- **Requirement A**
Write out the part of the forum thread on the Corridors Lemma starting with "I'll try to" and going on through "components.".
- **Requirement B**
In the forum thread on the Corridors Lemma, what theorem is the lemma described as a 2-dimensional analogue of?

- **Page excerpt**
################
|
|
Simeon Stefanov wrote:
Herman Jurjus wrote:
Simeon Stefanov wrote:
There is another argument coming from the Corridors Lemma, which is a
2-dimensional analogue of the Mean Value Theorem.
Suppose that there is an embedding f of S^2 in R^2. It is easy to see
that f(S^2) may be enclosed in a rectangle P so that it intersects the
boundary of P in 4 (different) points A, B, X, Y where A, B lie in
opposite faces of P and X, Y lie in the other pair of opposite faces.
Consider their co-images A', B', X', Y' in S^2; it's clear
that we may connect A' with B' and X' with Y' by some
non-intersecting arcs p and q in S^2. But then f(p) and f(q) are arcs
in the rectangle P connecting the 2 pairs of its opposite faces, hence
by the Corridors Lemma (I'm not sure about the right name) they must
intersect; a contradiction with the assumption that f is an embedding.
Cool!
Note that the Corridors Lemma is implying the Jordan Curve Theorem, ...
[snip]
May we learn how?
I'll try to sketch the proof that a simple closed curve divides the
plane. Let C be such a curve, we may assume it enclosed in a rectangle
P so that it intersects two opposite sides in exactly 2 points and does
not intersect the other two sides. Then C is an union of two
topological segments C_1 and C_2 and by the corridors lemma each of
them is dividing P. Furthermore, we may assume that P\C_i have exactly
2 components, since otherwise C is dividing the plane and we are done.
It may be shown that a component of P\C_1 is intersecting a component
of P\C_2 and then each point of this intersection is lying in a bounded
component of P\C.
Of course, we don't get in such a manner that P\C has exactly 2
components.
Ok, so we get a weak version of the Jordan curve theorem. Fine.
What about the following sketch?
Embed R^2 into S^2 by stereographic projection. The curve is now a curve
in S^2. Take a point p on the curve, and map S^2 \ {p} homeomorphically
to the flat (open) disk-interior. If the image of the curve were a bit
well-behaved (especially around p), we'd now have a curve in the disk,
'from one end to the other', and we could then simply apply the
Corridors lemma.
But of course, the curve could be not-so-well-behaved, and then we're stuck.
Question: can the argument above be repaired so that it does work?
Also:
And is it also possible to have a similarly elementary proof of the
following:
"if p is in the bounded Jordan-component of a curve, then every
contraction of the curve hits p"
?
Any ideas on this one?
--
Cheers,
Herman Jurjus
|
|
################
- **Listed entries**

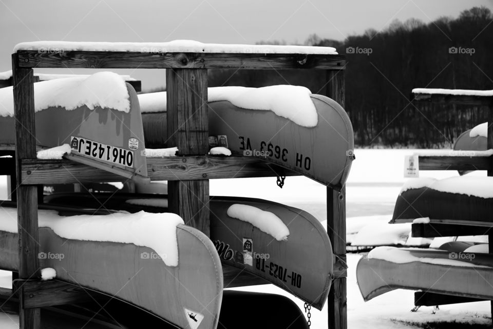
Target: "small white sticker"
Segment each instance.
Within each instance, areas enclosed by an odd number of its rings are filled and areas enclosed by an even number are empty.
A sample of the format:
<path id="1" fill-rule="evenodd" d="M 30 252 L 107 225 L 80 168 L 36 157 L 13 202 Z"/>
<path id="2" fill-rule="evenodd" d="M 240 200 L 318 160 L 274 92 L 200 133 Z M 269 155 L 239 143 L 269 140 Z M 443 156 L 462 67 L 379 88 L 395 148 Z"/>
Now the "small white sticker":
<path id="1" fill-rule="evenodd" d="M 253 257 L 252 256 L 252 253 L 243 253 L 243 263 L 251 266 L 253 266 Z"/>
<path id="2" fill-rule="evenodd" d="M 198 328 L 199 326 L 200 325 L 200 322 L 201 322 L 202 320 L 204 319 L 204 316 L 200 313 L 195 312 L 186 307 L 183 307 L 183 311 L 185 311 L 185 316 L 186 317 L 186 319 L 188 321 L 188 325 L 190 326 L 190 327 L 192 329 L 197 329 Z"/>
<path id="3" fill-rule="evenodd" d="M 418 156 L 406 156 L 404 158 L 404 177 L 419 177 L 419 157 Z"/>
<path id="4" fill-rule="evenodd" d="M 139 140 L 136 138 L 130 138 L 128 140 L 128 148 L 131 150 L 139 149 Z"/>
<path id="5" fill-rule="evenodd" d="M 226 135 L 218 135 L 217 141 L 219 146 L 227 147 L 227 136 Z"/>

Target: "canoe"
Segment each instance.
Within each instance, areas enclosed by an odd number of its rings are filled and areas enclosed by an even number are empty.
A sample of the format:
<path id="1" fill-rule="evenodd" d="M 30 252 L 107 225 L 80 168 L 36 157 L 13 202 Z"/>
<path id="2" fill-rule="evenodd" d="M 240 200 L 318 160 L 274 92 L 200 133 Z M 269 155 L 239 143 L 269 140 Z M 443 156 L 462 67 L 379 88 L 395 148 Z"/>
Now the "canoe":
<path id="1" fill-rule="evenodd" d="M 53 194 L 47 204 L 151 212 L 167 210 L 165 195 L 121 193 Z M 252 224 L 227 215 L 234 204 L 255 207 L 276 215 L 289 230 L 277 241 Z M 266 200 L 211 197 L 211 239 L 223 266 L 233 266 L 271 283 L 321 309 L 333 278 L 330 241 L 321 224 L 302 210 Z M 252 258 L 245 257 L 251 256 Z M 320 255 L 324 255 L 320 257 Z M 229 281 L 225 287 L 244 285 Z"/>
<path id="2" fill-rule="evenodd" d="M 418 185 L 415 183 L 418 180 L 422 180 L 423 184 Z M 397 197 L 391 223 L 410 222 L 415 218 L 429 217 L 432 222 L 493 226 L 491 198 L 481 195 L 489 190 L 493 178 L 462 176 L 429 182 L 427 179 L 414 180 L 416 188 L 407 189 Z M 466 187 L 474 185 L 478 191 L 469 188 L 456 193 L 435 189 L 437 186 L 447 184 L 457 186 L 463 184 Z"/>
<path id="3" fill-rule="evenodd" d="M 354 149 L 349 117 L 337 102 L 320 95 L 311 99 L 318 113 L 313 127 L 295 123 L 272 111 L 240 108 L 227 101 L 208 103 L 209 135 L 223 140 L 233 154 L 253 156 L 296 171 L 326 185 L 346 182 Z M 166 112 L 142 108 L 148 147 L 168 145 Z M 282 176 L 282 173 L 279 173 Z"/>
<path id="4" fill-rule="evenodd" d="M 14 220 L 15 208 L 4 206 L 1 220 Z M 6 215 L 9 210 L 11 217 Z M 40 216 L 58 216 L 53 210 L 39 211 Z M 203 233 L 183 224 L 177 226 L 176 237 L 179 257 L 173 266 L 153 257 L 161 254 L 148 247 L 67 239 L 49 227 L 40 227 L 40 266 L 54 268 L 57 279 L 114 296 L 171 327 L 189 327 L 187 314 L 193 313 L 196 328 L 216 328 L 223 277 L 215 246 Z M 0 268 L 17 270 L 18 235 L 1 230 L 0 241 Z"/>
<path id="5" fill-rule="evenodd" d="M 395 289 L 493 299 L 493 255 L 378 247 L 358 262 L 356 279 L 368 301 Z"/>
<path id="6" fill-rule="evenodd" d="M 42 87 L 49 90 L 51 89 L 46 88 L 46 84 L 49 87 L 50 84 L 55 83 L 57 81 L 36 83 L 35 92 L 40 89 L 40 84 Z M 115 89 L 119 88 L 123 89 L 119 90 L 120 93 L 128 95 L 128 111 L 103 108 L 100 106 L 93 108 L 91 104 L 79 105 L 73 109 L 50 106 L 35 111 L 37 148 L 49 149 L 67 144 L 70 145 L 71 153 L 66 158 L 70 160 L 127 178 L 146 178 L 145 146 L 137 93 L 128 84 L 119 87 L 115 86 Z M 0 92 L 4 92 L 0 96 L 4 96 L 0 98 L 0 104 L 4 105 L 1 103 L 2 100 L 7 103 L 4 94 L 9 90 L 11 93 L 11 88 L 0 89 Z M 109 102 L 111 96 L 108 95 L 104 101 Z M 41 98 L 36 97 L 36 101 Z M 117 102 L 124 101 L 113 100 Z M 8 111 L 10 113 L 13 109 L 9 108 Z M 0 114 L 0 126 L 2 127 L 0 130 L 0 149 L 15 149 L 15 124 L 13 117 Z"/>

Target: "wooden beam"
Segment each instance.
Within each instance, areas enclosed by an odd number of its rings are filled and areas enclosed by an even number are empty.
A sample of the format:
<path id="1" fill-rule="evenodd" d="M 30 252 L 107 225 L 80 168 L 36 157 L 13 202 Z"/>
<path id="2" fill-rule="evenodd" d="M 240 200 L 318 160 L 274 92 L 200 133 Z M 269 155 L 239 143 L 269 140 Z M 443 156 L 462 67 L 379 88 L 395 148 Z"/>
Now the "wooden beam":
<path id="1" fill-rule="evenodd" d="M 329 71 L 327 73 L 327 96 L 340 104 L 346 105 L 345 71 Z M 327 299 L 329 328 L 346 329 L 348 327 L 347 267 L 346 261 L 346 188 L 339 191 L 327 187 L 327 233 L 332 245 L 332 252 L 337 267 L 335 277 Z M 343 268 L 344 269 L 340 270 Z"/>
<path id="2" fill-rule="evenodd" d="M 414 293 L 414 306 L 435 306 L 460 304 L 471 302 L 480 302 L 484 299 L 465 297 L 464 296 L 445 295 L 435 293 L 416 292 Z"/>
<path id="3" fill-rule="evenodd" d="M 251 157 L 197 156 L 147 158 L 147 173 L 153 181 L 275 177 L 277 173 L 299 174 Z M 118 182 L 122 178 L 70 160 L 22 160 L 25 185 Z"/>
<path id="4" fill-rule="evenodd" d="M 489 231 L 493 230 L 493 223 L 491 225 L 490 227 L 464 225 L 462 222 L 415 223 L 411 226 L 411 234 L 413 237 L 419 238 L 487 235 Z"/>
<path id="5" fill-rule="evenodd" d="M 208 153 L 207 70 L 166 71 L 166 131 L 170 145 L 182 155 Z M 173 181 L 168 183 L 169 211 L 185 224 L 210 236 L 209 181 Z"/>
<path id="6" fill-rule="evenodd" d="M 420 170 L 487 170 L 492 157 L 424 157 L 420 156 Z"/>
<path id="7" fill-rule="evenodd" d="M 139 69 L 323 69 L 339 70 L 344 55 L 65 51 L 17 52 L 20 67 Z"/>
<path id="8" fill-rule="evenodd" d="M 14 112 L 15 116 L 17 182 L 21 182 L 21 159 L 36 158 L 34 129 L 34 90 L 32 69 L 20 68 L 17 56 L 12 57 L 14 81 Z M 37 187 L 17 187 L 17 211 L 19 232 L 19 277 L 35 279 L 41 276 L 37 224 Z M 19 295 L 22 304 L 22 294 Z M 41 326 L 39 308 L 19 311 L 21 329 L 38 329 Z"/>
<path id="9" fill-rule="evenodd" d="M 439 104 L 463 104 L 476 106 L 493 106 L 493 97 L 468 95 L 449 95 L 447 94 L 413 93 L 411 100 L 413 102 L 432 103 Z"/>
<path id="10" fill-rule="evenodd" d="M 21 287 L 25 308 L 74 304 L 93 300 L 84 288 L 58 280 L 28 281 Z"/>

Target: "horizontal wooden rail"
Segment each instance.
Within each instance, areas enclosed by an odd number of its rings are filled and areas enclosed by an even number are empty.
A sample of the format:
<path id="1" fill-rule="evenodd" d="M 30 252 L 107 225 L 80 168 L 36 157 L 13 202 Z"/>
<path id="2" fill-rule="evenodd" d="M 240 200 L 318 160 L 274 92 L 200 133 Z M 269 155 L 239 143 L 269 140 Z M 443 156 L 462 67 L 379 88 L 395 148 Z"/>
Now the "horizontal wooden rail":
<path id="1" fill-rule="evenodd" d="M 491 157 L 419 157 L 420 170 L 488 170 Z"/>
<path id="2" fill-rule="evenodd" d="M 299 173 L 255 158 L 169 157 L 149 158 L 147 173 L 153 181 L 178 181 L 293 176 Z M 69 160 L 22 160 L 21 184 L 52 185 L 97 181 L 118 182 L 113 173 Z"/>
<path id="3" fill-rule="evenodd" d="M 57 280 L 26 281 L 22 283 L 25 308 L 74 304 L 93 299 L 84 288 Z"/>
<path id="4" fill-rule="evenodd" d="M 23 68 L 344 69 L 344 55 L 19 50 Z"/>
<path id="5" fill-rule="evenodd" d="M 439 104 L 454 104 L 478 106 L 493 105 L 493 97 L 491 96 L 413 93 L 411 95 L 411 100 Z"/>

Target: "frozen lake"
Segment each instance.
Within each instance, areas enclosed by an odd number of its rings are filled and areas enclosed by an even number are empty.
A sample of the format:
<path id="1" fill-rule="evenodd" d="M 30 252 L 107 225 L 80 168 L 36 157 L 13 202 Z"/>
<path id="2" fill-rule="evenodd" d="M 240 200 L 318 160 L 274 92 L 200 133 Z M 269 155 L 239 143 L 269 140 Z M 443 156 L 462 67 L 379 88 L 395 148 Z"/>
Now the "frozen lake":
<path id="1" fill-rule="evenodd" d="M 357 149 L 347 184 L 347 212 L 349 218 L 362 216 L 388 217 L 393 211 L 394 202 L 403 177 L 404 156 L 411 154 L 408 149 Z M 485 175 L 484 172 L 475 175 Z M 421 177 L 444 178 L 457 176 L 456 171 L 421 171 Z M 0 197 L 6 198 L 5 181 L 0 178 Z M 3 193 L 3 194 L 2 194 Z M 211 182 L 211 194 L 265 199 L 305 210 L 319 220 L 326 219 L 326 188 L 303 177 L 288 177 L 283 188 L 276 184 L 276 179 L 239 179 L 217 180 Z M 375 218 L 376 217 L 373 217 Z M 368 219 L 369 222 L 371 220 Z M 358 220 L 362 220 L 358 219 Z M 349 328 L 421 328 L 428 322 L 463 322 L 482 324 L 491 323 L 490 303 L 479 302 L 440 306 L 432 313 L 432 307 L 422 307 L 411 313 L 413 292 L 394 291 L 368 302 L 361 297 L 356 282 L 355 267 L 361 258 L 358 254 L 348 255 L 348 321 Z M 0 273 L 0 285 L 9 286 L 10 274 Z M 272 285 L 246 287 L 251 291 L 278 293 L 289 297 L 302 309 L 303 302 Z M 268 311 L 267 311 L 268 312 Z M 312 309 L 312 328 L 327 328 L 327 311 Z M 0 313 L 0 327 L 18 327 L 16 316 Z M 443 327 L 446 327 L 444 326 Z"/>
################
- **Written solution A**
I'll try to sketch the proof that a simple closed curve divides the
plane. Let C be such a curve, we may assume it enclosed in a rectangle
P so that it intersects two opposite sides in exactly 2 points and does
not intersect the other two sides. Then C is an union of two
topological segments C_1 and C_2 and by the corridors lemma each of
them is dividing P. Furthermore, we may assume that P\C_i have exactly
2 components, since otherwise C is dividing the plane and we are done.
It may be shown that a component of P\C_1 is intersecting a component
of P\C_2 and then each point of this intersection is lying in a bounded
component of P\C.
Of course, we don't get in such a manner that P\C has exactly 2
components.

- **Written solution B**
The Mean Value Theorem.